## What is being asked
In the listing below, find every line containing "plant" and copy it out.
(Input data)
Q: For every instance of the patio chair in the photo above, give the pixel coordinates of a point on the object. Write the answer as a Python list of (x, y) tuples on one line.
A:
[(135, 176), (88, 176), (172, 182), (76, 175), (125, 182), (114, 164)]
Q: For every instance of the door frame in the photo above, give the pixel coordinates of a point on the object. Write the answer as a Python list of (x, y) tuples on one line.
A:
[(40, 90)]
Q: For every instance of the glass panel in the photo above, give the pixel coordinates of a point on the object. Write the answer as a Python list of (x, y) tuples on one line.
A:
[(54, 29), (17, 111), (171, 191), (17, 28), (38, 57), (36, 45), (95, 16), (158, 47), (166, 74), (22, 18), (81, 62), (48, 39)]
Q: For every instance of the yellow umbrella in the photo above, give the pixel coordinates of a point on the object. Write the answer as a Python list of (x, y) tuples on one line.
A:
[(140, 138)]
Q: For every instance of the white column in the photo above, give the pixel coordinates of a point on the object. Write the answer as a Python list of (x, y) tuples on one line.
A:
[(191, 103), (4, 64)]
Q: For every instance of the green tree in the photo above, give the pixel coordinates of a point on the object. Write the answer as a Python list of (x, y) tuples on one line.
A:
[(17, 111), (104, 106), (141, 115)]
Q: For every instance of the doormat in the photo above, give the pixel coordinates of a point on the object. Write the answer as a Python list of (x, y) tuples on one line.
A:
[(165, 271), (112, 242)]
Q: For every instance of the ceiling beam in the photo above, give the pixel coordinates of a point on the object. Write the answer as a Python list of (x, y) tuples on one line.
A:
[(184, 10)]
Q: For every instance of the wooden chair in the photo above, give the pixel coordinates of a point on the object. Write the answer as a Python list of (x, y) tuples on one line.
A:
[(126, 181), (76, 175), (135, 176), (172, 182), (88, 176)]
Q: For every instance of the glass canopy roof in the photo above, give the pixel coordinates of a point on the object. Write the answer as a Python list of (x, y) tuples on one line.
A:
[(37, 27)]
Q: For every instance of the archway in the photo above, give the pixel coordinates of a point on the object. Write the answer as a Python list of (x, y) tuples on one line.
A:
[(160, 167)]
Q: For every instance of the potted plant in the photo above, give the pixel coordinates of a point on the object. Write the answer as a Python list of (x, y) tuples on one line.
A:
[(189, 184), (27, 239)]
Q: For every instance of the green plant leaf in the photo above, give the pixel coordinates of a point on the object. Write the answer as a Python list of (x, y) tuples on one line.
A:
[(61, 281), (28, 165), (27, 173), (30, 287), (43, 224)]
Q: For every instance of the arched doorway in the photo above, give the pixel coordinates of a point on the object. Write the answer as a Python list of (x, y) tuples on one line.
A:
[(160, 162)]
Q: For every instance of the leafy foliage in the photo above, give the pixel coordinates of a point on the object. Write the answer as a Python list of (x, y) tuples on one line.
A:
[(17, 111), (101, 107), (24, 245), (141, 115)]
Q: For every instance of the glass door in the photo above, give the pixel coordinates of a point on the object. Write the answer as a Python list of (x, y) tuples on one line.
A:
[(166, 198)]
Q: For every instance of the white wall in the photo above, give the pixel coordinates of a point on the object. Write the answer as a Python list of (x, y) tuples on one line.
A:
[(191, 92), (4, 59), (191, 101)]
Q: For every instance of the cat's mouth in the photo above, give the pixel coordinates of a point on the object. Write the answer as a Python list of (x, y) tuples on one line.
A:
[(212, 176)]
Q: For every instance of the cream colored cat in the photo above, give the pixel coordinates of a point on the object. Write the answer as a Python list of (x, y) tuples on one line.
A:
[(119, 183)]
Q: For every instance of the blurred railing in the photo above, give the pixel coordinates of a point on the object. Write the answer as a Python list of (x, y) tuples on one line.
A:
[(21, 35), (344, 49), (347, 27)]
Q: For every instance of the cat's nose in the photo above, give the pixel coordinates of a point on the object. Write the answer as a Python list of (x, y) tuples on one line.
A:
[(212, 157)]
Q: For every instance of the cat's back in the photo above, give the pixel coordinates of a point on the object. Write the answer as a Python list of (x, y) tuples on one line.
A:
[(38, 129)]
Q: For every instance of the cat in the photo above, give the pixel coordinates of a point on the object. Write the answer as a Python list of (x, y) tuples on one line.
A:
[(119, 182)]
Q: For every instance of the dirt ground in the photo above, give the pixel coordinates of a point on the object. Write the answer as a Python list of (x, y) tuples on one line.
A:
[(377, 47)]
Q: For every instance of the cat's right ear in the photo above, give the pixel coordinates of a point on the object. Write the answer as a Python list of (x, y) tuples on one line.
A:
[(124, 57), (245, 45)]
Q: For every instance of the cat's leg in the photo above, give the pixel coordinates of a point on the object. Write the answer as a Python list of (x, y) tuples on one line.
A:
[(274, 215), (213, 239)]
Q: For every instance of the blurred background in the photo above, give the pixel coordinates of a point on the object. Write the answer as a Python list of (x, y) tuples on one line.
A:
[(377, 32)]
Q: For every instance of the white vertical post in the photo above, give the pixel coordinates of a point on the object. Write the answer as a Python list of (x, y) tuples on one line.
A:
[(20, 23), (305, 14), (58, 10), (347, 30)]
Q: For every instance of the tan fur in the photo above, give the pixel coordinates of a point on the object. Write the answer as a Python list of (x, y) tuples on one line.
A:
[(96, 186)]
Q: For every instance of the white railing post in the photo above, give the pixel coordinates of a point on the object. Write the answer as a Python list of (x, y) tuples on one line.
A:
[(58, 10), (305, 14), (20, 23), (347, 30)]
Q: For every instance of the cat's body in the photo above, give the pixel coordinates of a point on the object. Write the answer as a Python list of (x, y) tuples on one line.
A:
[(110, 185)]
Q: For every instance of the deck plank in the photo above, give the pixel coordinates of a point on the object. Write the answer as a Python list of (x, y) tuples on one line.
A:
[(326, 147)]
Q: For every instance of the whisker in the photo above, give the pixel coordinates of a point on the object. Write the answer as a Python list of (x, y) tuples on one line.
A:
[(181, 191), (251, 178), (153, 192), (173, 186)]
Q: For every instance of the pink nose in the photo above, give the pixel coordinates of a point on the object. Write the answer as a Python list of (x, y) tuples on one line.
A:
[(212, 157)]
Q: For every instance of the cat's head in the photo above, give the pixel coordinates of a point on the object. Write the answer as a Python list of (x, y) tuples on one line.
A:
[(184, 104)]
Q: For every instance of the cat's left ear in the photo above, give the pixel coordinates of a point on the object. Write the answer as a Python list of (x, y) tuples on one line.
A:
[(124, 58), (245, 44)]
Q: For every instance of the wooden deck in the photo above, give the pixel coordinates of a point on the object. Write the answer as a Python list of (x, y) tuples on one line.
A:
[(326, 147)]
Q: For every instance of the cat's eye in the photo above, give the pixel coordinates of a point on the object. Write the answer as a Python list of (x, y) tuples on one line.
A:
(End Input data)
## Exercise response
Q: For every instance of the potted plant in the photo above, give the pixel coordinates of a point on the object. Write the answer as a Python list of (x, y) tuples on one line.
Q: For every instance of the green plant leaf in the photo above, give the pixel coordinates of a point on the object. Write the answer as a Python list of (x, y) tuples on one line.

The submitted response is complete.